> EXTRAIT DU DOCUMENT
Cette problématique ne met pas cause des enjeux financiers. Les héritiers s’attachent ici à la valeur affective des courriers.

Ainsi, deux thèses s’opposent en la matière : d’une part, certains sont réticents à la transmission de ces données suite au décès (il s’agit notamment des hébergeurs) au motif que cela constituerait une atteinte au respect de la vie privée et au secret des correspondances ; d’autre part, d’autres exigent l’application classique des règles traditionnelles de succession en s’appuyant sur l’analogie avec le devenir des courriers classiques et sur une jurisprudence américaine.

A. La position des hébergeurs : le refus de communiquer les données personnelles

Notons que deux fondements sont susceptibles de justifier le refus de transmission des courriels à la famille du défunt :

– L’article 226-15 du Code pénal incrimine la violation du secret des correspondances : « Le fait, commis de mauvaise foi, d’ouvrir, de supprimer, de retarder ou de détourner des correspondances arrivées ou non à destination et adressées à des tiers, ou d’en prendre frauduleusement connaissance, est puni d’un an d’emprisonnement et de 45 000 euros d’amende. Est puni des mêmes peines le fait, commis de mauvaise foi, d’intercepter, de détourner, d’utiliser ou de divulguer des correspondances émises, transmises ou reçues par la voie des télécommunications ou de procéder à l’installation d’appareils conçus pour réaliser de telles interceptions.

Lorsqu’ils sont commis par le conjoint ou le concubin de la victime ou le partenaire lié à la victime par un pacte civil de solidarité, ces faits sont punis d’une peine de deux ans d’emprisonnement et de 60 000 euros d’amende. » (1).

Or l’arrêt Nikon (Chambre sociale de la Cour de cassation, 2 octobre 2001) qualifie les e-mails de correspondances privées bénéficiant du secret des correspondances. Cela interdit à toute personnes autres que le destinataire de prendre connaissance des courriels sans le consentement de ce dernier.

Cela étant, ce principe ne peut pas prospérer, car à la mort du destinataire, le secret des correspondances ne présente plus aucun intérêt et ne peut plus être invoqué.

L’article 9 du Code civil quant à lui dispose que : « Chacun a droit au respect de sa vie privée ».

Yahoo estime que diffuser de tels messages reviendrait à violer le droit à la vie privée de la personne décédée et de ceux avec qui elle correspondait : « nous avons pris l’engagement pour toute personne souscrivant à Yahoo Mail de traiter sa correspondance électronique comme de la correspondance privée et de respecter la confidentialité des messages » a déclaré la société dans un communiqué.

> TRAVAIL À FAIRE
- 1) D'après l'extrait sur la transmission des courriels après un décès, pourquoi le principe du secret des correspondances « ne peut pas prospérer » ? Répondez en une à trois phrases.
- 2) Répondez aux questions suivantes à partir de l'extrait sur la transmission des courriels après un décès.
(a) Quelle peine l'article 226-15 du Code pénal prévoit-il dans le cas général ?
(b) Quelle décision qualifie les e-mails de correspondances privées, et à quelle date a-t-elle été rendue ?
(c) Que dispose l'article 9 du Code civil ?
- 3) Poursuivez la rédaction de l'extrait sur la transmission des courriels après un décès à partir de sa dernière phrase.
Les lignes qui viennent ensuite constituent un matériau distinct de l'extrait sur la transmission des courriels après un décès.

> DONNÉES FOURNIES
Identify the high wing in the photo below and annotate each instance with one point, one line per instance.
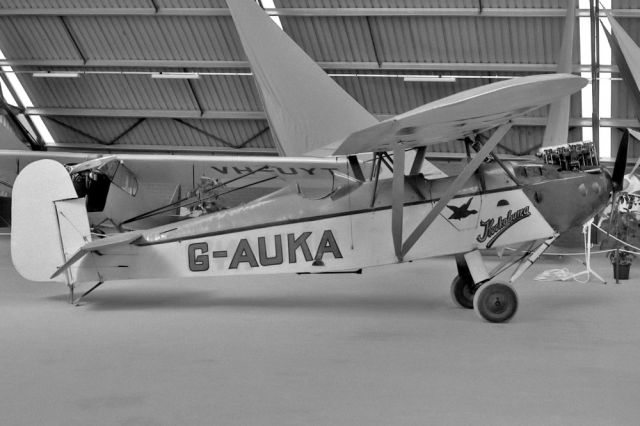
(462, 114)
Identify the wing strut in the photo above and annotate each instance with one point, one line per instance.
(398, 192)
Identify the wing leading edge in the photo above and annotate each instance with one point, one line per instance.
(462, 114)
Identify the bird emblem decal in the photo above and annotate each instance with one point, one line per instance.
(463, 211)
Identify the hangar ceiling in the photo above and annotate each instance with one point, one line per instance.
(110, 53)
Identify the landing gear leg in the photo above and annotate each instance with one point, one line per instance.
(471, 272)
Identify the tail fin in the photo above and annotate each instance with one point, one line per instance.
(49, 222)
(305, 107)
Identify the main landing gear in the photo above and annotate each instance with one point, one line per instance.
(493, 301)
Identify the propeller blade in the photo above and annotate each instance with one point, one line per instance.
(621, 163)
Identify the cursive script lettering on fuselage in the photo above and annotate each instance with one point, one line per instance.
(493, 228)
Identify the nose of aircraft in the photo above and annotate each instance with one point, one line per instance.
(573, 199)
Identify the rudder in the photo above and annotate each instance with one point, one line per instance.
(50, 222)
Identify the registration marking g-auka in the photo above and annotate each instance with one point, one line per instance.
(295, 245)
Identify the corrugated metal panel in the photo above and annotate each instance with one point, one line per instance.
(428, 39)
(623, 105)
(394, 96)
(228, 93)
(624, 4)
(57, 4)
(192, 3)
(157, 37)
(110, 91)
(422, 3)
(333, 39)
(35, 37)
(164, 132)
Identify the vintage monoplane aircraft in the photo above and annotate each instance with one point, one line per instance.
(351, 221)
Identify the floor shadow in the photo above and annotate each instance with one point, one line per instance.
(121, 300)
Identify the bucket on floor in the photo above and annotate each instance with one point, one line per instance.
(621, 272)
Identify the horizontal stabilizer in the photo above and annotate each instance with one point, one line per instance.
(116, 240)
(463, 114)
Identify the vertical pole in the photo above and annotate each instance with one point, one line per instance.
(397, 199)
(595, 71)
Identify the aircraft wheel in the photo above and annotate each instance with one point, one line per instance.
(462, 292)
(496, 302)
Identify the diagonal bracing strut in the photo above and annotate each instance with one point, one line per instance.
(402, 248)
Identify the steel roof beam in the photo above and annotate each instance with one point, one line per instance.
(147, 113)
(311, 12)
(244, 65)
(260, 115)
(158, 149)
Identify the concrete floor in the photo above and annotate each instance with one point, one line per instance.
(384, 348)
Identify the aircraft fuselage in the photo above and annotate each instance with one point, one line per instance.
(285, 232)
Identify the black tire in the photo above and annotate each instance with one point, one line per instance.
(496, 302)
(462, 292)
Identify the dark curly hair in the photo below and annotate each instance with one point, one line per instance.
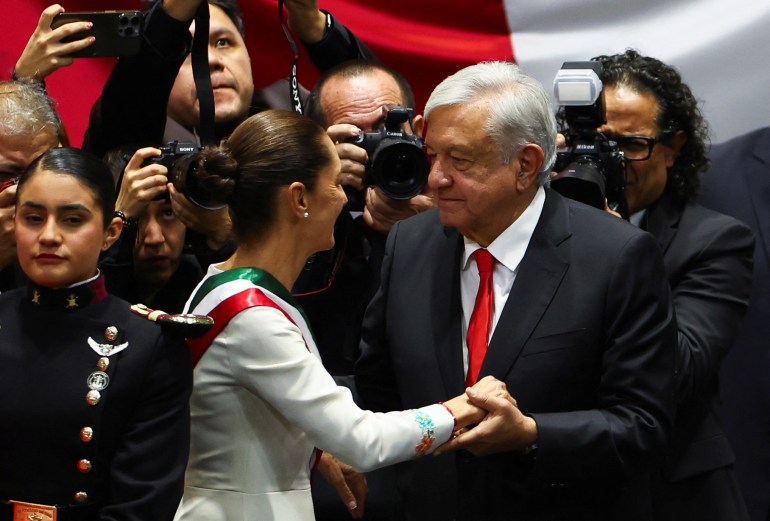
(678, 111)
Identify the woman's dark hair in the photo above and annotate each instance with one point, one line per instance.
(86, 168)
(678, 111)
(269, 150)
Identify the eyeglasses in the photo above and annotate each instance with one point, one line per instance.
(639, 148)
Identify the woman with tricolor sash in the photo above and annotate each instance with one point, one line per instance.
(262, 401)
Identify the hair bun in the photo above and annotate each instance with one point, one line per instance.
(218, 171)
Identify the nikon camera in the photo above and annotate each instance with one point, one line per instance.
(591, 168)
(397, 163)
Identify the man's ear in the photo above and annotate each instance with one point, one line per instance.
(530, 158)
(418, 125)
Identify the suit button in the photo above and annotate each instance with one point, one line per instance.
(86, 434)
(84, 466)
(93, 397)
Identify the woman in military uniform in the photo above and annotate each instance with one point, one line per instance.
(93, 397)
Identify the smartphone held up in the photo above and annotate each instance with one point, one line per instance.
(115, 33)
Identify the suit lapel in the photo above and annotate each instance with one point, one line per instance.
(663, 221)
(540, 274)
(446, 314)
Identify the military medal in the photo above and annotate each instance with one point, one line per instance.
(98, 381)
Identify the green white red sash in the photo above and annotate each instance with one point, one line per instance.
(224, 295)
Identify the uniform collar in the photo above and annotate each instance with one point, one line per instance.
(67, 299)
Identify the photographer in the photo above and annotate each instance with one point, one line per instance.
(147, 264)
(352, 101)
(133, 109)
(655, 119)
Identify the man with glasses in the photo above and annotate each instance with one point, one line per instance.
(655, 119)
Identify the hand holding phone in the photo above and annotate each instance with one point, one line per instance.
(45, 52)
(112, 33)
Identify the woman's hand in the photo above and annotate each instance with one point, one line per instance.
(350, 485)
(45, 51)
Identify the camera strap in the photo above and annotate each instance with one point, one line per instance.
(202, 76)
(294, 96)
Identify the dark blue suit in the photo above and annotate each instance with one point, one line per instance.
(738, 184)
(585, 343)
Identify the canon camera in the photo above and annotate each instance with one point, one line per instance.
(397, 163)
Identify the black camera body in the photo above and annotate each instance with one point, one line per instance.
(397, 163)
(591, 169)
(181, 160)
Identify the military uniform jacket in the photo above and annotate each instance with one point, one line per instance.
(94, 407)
---
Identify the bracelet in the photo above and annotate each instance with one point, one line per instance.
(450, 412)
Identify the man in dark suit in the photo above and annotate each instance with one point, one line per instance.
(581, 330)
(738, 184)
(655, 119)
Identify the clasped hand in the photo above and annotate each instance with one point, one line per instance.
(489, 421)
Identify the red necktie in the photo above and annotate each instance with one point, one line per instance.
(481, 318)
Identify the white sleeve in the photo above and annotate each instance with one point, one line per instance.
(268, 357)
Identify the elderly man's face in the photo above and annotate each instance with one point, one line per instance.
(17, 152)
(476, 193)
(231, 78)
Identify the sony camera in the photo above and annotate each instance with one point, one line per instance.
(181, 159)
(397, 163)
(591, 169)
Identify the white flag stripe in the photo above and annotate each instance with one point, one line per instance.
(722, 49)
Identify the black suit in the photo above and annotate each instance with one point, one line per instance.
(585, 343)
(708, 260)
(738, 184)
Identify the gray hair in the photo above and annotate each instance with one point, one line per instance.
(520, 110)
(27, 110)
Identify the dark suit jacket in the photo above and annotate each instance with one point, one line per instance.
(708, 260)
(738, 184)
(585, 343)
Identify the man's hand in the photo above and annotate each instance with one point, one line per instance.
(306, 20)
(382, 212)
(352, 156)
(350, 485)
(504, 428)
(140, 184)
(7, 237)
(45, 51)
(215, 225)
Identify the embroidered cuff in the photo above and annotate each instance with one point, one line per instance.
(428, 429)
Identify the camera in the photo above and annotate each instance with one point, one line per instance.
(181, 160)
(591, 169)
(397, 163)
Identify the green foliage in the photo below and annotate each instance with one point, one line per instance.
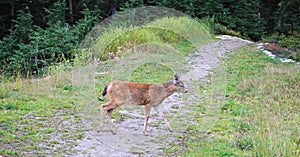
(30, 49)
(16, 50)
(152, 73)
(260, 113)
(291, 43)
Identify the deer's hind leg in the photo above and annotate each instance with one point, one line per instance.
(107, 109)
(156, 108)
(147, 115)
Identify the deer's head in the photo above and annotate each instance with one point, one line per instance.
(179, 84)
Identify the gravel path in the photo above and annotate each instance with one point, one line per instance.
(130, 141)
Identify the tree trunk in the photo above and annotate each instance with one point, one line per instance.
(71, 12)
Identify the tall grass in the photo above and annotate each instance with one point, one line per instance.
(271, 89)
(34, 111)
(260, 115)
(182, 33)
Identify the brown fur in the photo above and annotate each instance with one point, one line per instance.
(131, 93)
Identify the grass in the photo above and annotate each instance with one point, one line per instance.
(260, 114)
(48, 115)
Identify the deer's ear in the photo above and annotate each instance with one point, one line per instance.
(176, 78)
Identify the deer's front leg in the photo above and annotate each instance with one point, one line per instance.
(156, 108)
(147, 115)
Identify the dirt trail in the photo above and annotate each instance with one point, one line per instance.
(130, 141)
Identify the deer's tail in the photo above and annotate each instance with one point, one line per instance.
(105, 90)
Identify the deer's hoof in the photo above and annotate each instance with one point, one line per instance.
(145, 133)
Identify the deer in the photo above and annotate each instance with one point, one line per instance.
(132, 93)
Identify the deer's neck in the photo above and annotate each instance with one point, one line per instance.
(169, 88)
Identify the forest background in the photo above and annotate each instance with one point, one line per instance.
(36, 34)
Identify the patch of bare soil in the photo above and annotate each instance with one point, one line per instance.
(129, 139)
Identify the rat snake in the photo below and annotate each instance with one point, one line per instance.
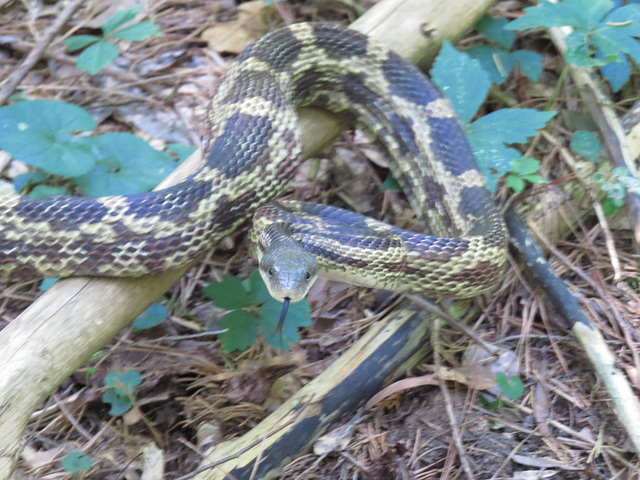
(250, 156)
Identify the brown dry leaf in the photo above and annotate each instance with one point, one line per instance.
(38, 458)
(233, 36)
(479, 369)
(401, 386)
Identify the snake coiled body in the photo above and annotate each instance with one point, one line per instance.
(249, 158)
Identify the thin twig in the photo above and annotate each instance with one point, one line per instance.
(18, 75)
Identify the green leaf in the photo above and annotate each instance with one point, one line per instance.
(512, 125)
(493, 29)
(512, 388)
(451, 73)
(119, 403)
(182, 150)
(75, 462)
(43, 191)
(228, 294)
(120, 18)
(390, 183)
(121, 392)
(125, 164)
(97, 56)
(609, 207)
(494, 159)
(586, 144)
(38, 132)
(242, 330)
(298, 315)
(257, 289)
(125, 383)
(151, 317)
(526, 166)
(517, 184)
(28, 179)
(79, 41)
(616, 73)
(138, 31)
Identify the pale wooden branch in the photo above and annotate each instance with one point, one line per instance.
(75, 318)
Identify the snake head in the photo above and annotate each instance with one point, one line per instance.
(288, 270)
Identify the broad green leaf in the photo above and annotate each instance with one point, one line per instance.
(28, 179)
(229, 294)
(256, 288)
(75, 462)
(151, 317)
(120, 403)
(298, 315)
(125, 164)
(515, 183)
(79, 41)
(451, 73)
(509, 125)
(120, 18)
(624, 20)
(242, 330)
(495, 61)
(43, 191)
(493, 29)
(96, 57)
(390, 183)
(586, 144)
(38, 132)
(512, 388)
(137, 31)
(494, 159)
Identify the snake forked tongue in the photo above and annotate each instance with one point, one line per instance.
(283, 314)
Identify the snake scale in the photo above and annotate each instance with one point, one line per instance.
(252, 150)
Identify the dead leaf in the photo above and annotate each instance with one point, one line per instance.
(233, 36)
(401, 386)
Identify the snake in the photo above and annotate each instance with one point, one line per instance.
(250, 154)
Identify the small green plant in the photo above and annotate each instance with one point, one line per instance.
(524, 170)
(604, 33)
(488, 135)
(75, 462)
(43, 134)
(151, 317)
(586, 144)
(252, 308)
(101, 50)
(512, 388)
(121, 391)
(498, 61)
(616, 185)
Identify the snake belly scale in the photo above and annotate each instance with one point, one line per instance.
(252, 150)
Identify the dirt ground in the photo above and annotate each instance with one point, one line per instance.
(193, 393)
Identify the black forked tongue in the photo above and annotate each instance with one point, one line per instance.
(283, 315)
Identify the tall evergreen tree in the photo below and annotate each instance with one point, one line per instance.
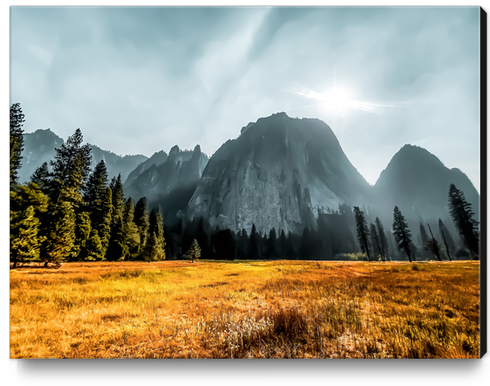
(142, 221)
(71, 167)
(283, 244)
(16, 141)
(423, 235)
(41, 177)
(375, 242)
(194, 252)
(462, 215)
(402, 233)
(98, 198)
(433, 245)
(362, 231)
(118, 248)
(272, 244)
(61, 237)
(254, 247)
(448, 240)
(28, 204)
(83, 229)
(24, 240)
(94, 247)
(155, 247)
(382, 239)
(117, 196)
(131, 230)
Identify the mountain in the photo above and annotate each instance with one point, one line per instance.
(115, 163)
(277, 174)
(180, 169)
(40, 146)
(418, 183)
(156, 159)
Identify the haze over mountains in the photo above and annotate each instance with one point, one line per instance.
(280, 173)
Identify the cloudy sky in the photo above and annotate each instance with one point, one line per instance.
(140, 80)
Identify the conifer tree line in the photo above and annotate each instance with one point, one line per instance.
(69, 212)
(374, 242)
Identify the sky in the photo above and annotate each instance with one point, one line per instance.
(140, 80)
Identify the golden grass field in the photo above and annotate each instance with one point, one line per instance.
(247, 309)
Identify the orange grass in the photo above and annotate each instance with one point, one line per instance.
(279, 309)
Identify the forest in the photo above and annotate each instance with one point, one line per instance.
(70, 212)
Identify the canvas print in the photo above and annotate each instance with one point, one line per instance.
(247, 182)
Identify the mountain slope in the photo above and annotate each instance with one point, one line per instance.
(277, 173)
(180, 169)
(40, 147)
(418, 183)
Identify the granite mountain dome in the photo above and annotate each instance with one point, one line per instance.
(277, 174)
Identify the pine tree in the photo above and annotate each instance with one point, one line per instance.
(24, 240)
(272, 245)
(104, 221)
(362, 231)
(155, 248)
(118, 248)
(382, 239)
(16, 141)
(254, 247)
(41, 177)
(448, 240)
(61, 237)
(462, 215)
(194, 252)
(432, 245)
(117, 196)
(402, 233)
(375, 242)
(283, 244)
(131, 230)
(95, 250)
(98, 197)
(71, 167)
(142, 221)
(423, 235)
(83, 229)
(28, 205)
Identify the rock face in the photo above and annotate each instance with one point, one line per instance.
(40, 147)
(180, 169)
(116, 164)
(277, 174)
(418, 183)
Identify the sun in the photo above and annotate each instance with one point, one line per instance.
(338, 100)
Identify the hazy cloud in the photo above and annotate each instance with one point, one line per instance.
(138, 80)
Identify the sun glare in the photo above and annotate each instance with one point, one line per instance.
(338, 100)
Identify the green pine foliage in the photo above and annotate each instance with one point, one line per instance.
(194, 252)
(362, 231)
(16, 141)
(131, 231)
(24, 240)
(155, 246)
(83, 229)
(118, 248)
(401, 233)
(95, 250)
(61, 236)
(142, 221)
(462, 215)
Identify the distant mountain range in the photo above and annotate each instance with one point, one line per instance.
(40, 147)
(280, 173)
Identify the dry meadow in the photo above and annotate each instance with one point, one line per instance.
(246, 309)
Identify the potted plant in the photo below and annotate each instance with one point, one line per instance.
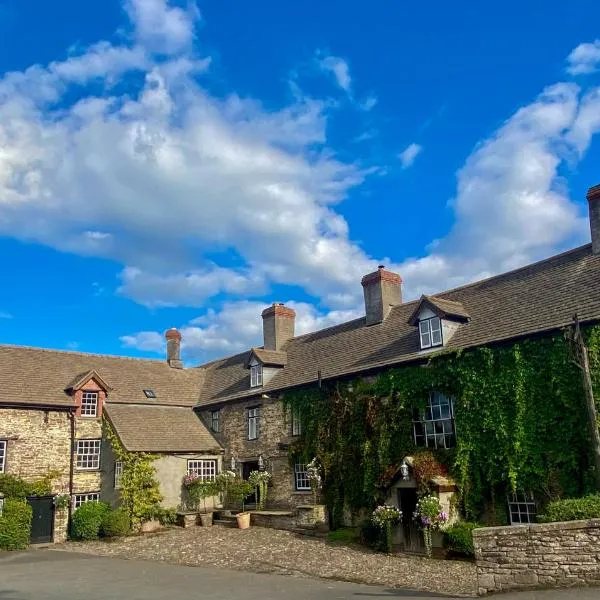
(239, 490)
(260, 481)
* * *
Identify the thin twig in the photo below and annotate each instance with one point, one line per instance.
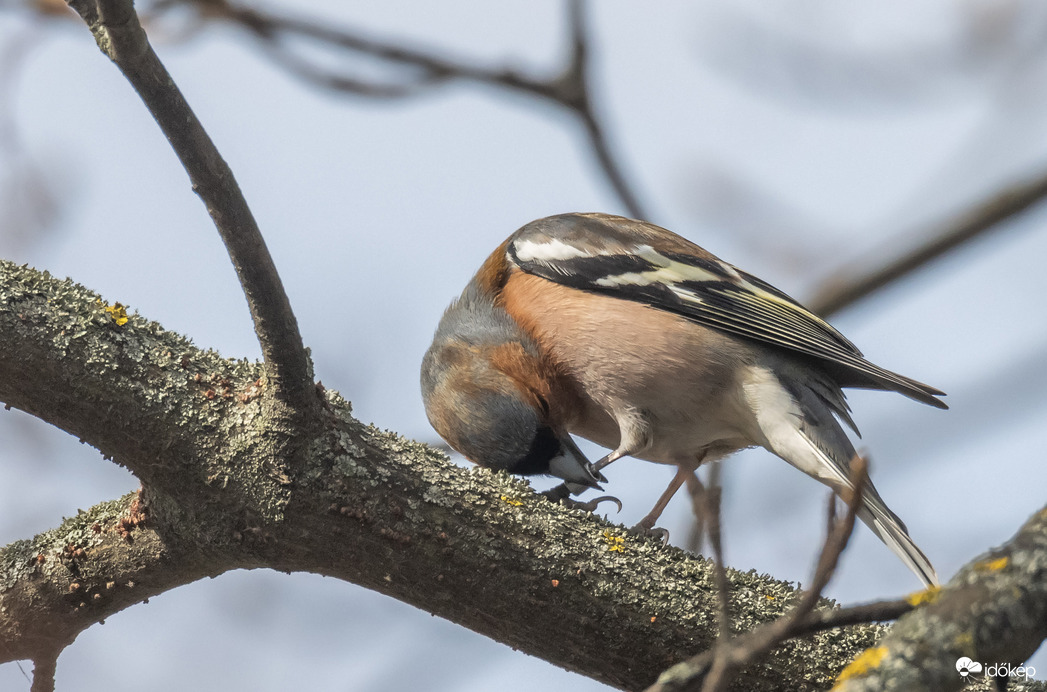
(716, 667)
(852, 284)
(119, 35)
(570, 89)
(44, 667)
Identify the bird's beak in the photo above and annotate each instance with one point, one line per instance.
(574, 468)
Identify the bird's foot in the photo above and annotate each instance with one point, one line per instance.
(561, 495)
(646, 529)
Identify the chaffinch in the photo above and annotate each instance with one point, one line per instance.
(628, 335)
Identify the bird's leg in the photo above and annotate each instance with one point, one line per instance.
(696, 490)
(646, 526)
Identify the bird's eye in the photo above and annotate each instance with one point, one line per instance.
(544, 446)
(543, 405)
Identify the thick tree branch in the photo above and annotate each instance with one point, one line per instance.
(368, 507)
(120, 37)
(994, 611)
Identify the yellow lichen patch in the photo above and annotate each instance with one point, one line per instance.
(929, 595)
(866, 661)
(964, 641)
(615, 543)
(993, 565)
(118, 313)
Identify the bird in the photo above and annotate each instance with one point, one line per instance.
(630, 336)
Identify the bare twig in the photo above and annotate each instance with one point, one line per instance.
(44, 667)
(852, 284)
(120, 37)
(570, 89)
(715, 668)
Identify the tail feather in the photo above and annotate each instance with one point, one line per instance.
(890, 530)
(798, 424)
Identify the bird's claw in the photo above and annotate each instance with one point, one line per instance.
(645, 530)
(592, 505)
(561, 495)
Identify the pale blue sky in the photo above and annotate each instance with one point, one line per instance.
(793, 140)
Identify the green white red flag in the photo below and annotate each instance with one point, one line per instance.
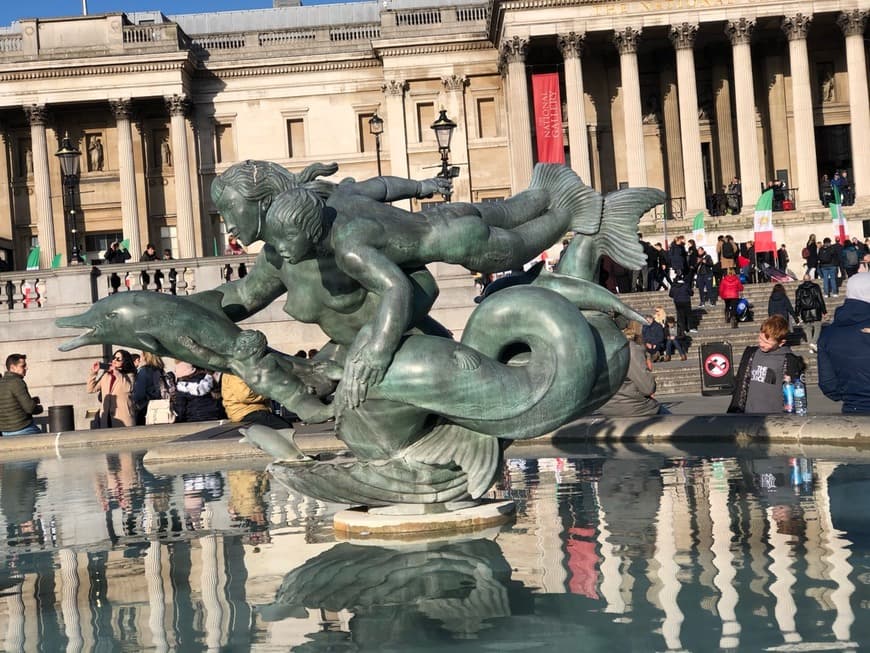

> CORRIGÉ
- 1) À la mort du destinataire, le secret des correspondances ne présente plus aucun intérêt et ne peut plus être invoqué. Ce fondement ne permet donc pas de justifier le refus de transmettre les courriels à la famille du défunt.

- 2)
(a) Un an d'emprisonnement et 45 000 euros d'amende.
(b) L'arrêt Nikon, rendu le 2 octobre 2001 par la Chambre sociale de la Cour de cassation.
(c) « Chacun a droit au respect de sa vie privée ».

- 3)
Cependant, la jurisprudence (Première chambre civile de la Cour de cassation, 14 décembre 1999, affaire Mitterrand) considère que le droit au respect de la vie privée s’éteint avec le décès de la personne et les vivants sont les seuls titulaires de ce droit. Dans cette espèce, la famille de l’ancien président réclamait réparation de deux préjudices distincts : l’un subi par le mort du fait de la révélation de son état de santé par son médecin le Docteur Gubler et l’autre subi par la famille victime d’une atteinte à la vie privée en tant qu’héritiers du défunt. La Cour de cassation les a donc déboutés sur le premier point.

Cette décision présente une portée significative pour ce qui est de la transmission des e-mails à la famille du défunt : le droit à la vie privée s’éteignant au décès de la personne, la communication des messages électroniques relevant de la sphère privée ne peut constituer une atteinte à la vie privée du défunt et par conséquent les hébergeurs ne peuvent être condamnés sur le fondement de l’article 9 du Code civil.

Dès lors, l’on peut considérer que les e-mails font partie intégrante du patrimoine successoral et leur transmission suit les règles de la dévolution légale.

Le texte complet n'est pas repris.